------ Given data ------
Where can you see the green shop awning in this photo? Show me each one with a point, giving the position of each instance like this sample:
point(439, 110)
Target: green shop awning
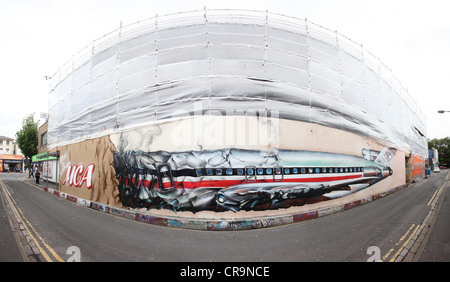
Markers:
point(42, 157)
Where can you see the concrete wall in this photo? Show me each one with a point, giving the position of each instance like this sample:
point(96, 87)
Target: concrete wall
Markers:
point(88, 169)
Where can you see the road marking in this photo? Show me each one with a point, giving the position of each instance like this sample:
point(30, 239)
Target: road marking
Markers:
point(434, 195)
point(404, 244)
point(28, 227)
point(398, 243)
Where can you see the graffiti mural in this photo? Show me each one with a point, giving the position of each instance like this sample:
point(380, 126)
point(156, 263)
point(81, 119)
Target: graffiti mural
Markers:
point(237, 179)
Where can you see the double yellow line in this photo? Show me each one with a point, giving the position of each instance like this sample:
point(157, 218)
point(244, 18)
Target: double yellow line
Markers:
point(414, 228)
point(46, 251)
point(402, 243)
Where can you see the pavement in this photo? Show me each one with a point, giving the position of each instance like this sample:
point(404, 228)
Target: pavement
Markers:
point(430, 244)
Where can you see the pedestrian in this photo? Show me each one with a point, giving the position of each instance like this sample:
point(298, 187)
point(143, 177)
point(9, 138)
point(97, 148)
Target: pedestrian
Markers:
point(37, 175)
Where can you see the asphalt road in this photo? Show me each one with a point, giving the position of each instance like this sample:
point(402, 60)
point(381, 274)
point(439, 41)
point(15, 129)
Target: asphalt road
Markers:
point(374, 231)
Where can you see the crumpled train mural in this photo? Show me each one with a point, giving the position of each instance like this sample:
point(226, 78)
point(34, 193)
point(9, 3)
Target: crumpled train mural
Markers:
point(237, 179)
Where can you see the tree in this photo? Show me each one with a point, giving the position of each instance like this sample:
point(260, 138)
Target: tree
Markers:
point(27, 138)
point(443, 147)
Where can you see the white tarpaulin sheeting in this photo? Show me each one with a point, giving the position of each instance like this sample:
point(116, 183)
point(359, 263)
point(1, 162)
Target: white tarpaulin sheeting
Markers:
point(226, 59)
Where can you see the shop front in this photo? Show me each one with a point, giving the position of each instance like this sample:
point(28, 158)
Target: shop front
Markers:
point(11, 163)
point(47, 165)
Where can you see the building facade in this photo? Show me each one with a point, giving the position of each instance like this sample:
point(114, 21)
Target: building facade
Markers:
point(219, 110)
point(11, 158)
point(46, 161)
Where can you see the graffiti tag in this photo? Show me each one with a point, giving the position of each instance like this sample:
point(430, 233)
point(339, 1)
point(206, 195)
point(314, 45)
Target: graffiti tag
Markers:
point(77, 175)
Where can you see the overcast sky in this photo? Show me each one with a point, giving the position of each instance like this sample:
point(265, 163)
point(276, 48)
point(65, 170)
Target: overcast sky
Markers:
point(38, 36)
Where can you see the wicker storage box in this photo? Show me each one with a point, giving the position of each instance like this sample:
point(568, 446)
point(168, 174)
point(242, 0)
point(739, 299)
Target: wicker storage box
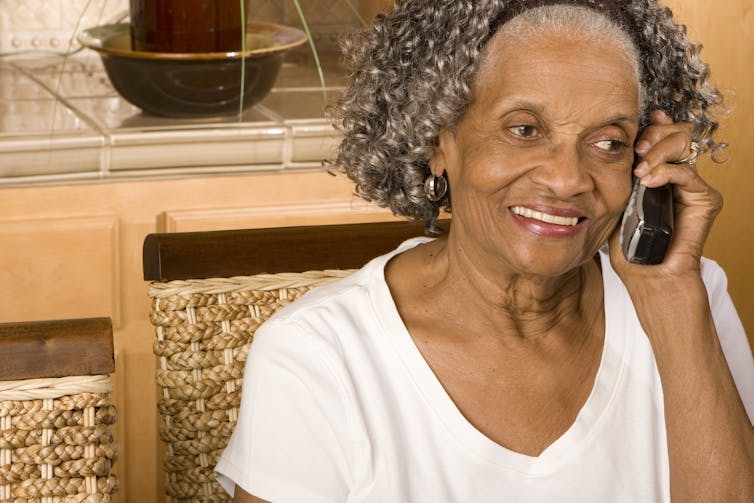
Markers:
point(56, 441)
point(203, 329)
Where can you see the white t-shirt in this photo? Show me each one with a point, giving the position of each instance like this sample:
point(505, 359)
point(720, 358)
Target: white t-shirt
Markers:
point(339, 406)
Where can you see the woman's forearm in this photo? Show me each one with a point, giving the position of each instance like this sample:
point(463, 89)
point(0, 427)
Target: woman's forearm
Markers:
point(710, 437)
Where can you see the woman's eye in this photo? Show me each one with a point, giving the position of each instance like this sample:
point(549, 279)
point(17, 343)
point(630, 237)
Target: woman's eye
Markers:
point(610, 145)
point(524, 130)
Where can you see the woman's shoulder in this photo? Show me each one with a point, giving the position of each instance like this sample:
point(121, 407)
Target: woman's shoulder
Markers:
------
-- Brief --
Report the count of lines in the entries that contain the string "pavement", and nothing besides it.

-- Response --
2